> **What is being asked**
Gather all lines in the data that hold the string "below".

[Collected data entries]
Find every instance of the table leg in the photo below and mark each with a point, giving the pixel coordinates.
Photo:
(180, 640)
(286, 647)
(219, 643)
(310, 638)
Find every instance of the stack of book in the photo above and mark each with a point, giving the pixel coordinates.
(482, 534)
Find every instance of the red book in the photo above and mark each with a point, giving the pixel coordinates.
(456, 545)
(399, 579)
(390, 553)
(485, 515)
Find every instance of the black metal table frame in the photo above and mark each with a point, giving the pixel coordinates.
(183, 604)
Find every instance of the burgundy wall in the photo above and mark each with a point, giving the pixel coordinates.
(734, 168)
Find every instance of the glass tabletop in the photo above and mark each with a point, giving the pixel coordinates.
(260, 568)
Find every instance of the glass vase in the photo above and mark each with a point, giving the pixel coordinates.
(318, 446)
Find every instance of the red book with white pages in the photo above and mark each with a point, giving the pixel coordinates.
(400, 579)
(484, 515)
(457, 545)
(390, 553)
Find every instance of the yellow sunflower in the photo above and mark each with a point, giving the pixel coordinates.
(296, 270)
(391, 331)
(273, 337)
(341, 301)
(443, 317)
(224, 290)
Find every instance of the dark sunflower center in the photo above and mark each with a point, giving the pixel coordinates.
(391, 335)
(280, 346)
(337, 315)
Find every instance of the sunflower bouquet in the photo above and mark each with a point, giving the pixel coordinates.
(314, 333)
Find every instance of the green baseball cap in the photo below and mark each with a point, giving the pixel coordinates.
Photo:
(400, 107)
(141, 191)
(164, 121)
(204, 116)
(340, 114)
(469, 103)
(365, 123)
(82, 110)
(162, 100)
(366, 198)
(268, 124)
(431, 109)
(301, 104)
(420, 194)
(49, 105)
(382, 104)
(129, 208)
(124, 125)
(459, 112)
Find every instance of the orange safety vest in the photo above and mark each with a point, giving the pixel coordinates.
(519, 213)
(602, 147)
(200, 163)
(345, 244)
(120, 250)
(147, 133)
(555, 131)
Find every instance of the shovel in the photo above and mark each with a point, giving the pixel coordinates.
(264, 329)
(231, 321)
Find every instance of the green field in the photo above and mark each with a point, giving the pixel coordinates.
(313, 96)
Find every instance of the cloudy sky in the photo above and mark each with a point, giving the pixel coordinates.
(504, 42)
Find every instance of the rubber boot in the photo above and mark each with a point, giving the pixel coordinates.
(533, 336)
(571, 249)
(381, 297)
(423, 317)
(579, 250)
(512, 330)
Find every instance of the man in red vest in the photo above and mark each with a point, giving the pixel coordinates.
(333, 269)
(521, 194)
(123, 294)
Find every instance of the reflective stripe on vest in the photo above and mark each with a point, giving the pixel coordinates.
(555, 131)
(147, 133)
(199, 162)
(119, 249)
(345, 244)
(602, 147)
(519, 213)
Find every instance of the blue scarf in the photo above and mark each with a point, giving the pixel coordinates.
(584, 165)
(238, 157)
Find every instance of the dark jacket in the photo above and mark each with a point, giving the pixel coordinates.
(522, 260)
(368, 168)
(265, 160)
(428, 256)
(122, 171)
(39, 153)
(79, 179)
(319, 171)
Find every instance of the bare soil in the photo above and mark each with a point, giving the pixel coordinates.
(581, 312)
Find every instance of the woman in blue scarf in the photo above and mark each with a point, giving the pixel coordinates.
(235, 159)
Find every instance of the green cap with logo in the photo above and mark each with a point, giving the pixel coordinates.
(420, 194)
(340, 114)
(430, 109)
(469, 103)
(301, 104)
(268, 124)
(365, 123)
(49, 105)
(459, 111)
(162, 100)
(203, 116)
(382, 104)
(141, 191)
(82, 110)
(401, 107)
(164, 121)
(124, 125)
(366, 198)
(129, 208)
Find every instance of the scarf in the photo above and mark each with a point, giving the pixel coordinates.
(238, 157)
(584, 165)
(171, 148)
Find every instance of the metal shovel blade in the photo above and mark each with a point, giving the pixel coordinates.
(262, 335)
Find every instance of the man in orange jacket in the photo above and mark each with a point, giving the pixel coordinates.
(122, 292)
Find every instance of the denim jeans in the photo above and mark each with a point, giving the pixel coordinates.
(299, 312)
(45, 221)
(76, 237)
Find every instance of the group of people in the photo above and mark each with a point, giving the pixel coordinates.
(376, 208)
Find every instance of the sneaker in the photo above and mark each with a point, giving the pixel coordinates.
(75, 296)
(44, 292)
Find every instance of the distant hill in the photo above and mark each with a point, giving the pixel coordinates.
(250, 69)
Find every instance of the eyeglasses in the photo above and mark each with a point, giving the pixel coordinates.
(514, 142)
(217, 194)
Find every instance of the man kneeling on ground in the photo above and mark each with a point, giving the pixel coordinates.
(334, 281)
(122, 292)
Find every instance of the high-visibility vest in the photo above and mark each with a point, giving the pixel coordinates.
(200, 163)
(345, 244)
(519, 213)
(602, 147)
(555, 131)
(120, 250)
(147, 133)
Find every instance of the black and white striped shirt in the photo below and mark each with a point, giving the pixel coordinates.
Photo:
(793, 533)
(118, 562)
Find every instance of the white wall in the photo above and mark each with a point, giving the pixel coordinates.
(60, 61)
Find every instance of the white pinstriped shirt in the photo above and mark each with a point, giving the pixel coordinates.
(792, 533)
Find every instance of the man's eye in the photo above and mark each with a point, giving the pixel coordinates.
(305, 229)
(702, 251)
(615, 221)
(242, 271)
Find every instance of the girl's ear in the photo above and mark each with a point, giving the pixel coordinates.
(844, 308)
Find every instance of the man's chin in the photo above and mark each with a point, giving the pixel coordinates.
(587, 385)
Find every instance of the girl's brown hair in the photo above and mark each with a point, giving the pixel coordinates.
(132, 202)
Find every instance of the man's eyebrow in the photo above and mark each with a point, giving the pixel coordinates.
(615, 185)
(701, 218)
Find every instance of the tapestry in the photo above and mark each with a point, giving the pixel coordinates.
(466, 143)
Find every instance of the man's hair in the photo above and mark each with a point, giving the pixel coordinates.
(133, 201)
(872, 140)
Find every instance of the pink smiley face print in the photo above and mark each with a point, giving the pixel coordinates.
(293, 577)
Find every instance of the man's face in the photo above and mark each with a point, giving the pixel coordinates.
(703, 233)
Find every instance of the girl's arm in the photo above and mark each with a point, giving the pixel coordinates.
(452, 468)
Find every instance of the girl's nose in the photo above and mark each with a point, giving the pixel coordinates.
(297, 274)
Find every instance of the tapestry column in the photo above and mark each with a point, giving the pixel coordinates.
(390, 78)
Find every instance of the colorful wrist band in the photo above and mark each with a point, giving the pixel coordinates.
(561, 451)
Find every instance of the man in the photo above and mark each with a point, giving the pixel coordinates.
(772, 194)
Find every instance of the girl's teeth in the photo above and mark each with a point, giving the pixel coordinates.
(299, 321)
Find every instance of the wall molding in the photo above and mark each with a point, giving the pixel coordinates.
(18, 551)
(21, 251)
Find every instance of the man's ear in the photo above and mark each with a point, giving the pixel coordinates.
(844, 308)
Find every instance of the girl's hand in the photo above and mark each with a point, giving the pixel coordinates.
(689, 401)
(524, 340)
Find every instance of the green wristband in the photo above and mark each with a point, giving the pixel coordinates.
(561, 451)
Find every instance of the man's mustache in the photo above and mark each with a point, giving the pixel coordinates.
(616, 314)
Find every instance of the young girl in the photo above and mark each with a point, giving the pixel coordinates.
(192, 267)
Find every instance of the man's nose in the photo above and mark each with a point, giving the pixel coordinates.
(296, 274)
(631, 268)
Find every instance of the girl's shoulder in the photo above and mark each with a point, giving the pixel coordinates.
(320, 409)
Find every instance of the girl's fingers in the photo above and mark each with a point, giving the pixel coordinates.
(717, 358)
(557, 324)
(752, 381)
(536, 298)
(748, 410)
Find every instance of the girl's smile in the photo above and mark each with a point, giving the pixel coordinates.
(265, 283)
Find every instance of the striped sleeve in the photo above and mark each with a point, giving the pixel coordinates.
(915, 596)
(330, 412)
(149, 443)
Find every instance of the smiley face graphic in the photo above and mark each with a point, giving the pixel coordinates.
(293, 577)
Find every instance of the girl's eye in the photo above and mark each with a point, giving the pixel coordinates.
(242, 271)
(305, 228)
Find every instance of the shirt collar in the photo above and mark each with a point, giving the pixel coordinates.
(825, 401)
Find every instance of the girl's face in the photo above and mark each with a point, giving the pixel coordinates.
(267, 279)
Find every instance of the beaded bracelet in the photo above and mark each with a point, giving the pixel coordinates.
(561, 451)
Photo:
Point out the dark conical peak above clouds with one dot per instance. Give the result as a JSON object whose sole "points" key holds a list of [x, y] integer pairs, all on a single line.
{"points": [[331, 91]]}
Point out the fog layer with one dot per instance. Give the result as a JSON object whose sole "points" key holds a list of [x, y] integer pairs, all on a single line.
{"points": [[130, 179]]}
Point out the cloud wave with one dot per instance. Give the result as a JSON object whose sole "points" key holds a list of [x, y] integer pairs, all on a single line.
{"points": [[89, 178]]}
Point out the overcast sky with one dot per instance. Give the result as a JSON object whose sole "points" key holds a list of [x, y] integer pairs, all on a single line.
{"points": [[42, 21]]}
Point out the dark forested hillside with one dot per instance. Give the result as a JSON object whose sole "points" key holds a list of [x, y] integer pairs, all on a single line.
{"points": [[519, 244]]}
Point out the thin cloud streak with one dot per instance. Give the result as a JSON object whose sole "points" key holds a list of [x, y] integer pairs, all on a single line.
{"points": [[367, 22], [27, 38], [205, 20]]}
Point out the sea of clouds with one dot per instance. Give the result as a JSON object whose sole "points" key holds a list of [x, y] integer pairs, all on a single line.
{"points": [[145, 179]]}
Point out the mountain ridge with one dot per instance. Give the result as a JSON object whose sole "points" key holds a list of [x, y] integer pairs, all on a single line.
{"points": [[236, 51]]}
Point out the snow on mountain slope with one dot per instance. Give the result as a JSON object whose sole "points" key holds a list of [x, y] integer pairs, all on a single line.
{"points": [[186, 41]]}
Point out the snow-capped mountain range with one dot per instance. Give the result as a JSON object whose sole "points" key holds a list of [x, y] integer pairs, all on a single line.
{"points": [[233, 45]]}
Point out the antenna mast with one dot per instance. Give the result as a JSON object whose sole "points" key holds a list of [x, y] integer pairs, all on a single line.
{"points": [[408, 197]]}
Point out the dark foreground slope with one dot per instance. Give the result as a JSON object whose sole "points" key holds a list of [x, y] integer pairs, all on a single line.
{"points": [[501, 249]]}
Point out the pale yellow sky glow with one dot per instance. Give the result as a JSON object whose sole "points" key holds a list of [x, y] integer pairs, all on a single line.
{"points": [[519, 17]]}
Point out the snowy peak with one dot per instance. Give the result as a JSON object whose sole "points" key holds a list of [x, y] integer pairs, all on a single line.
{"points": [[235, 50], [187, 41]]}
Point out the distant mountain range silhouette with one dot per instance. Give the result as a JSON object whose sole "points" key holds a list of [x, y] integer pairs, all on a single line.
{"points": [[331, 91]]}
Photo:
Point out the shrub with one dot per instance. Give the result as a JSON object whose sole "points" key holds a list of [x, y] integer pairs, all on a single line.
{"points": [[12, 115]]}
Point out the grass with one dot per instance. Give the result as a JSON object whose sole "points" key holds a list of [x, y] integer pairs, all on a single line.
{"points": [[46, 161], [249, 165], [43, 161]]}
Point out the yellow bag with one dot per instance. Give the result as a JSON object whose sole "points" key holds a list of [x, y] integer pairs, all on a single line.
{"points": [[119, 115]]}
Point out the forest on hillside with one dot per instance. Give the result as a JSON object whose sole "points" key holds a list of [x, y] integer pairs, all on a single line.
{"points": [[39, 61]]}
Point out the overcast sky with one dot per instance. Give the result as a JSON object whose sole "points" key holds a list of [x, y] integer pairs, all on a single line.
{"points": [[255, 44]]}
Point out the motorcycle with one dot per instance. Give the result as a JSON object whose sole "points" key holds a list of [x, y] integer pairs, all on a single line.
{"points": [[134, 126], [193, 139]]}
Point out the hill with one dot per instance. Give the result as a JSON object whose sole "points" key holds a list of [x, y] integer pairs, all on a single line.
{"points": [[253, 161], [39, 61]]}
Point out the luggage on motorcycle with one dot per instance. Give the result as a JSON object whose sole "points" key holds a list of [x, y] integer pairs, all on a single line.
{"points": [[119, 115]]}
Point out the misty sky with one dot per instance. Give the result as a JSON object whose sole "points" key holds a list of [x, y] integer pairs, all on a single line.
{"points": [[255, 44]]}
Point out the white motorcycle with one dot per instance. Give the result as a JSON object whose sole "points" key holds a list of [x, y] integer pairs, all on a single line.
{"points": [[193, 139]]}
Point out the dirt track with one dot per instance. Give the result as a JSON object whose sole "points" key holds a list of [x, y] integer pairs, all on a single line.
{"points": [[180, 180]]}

> **Exercise result**
Find every instance of the table leg in the photo below and mark each with a point, giving the pixel coordinates.
Find every instance of the green baseball cap in the photo below and mark each with a point, giving the pixel coordinates.
Find every instance of the black and white striped shirt in the photo below and mark each with a point, giving the pixel coordinates.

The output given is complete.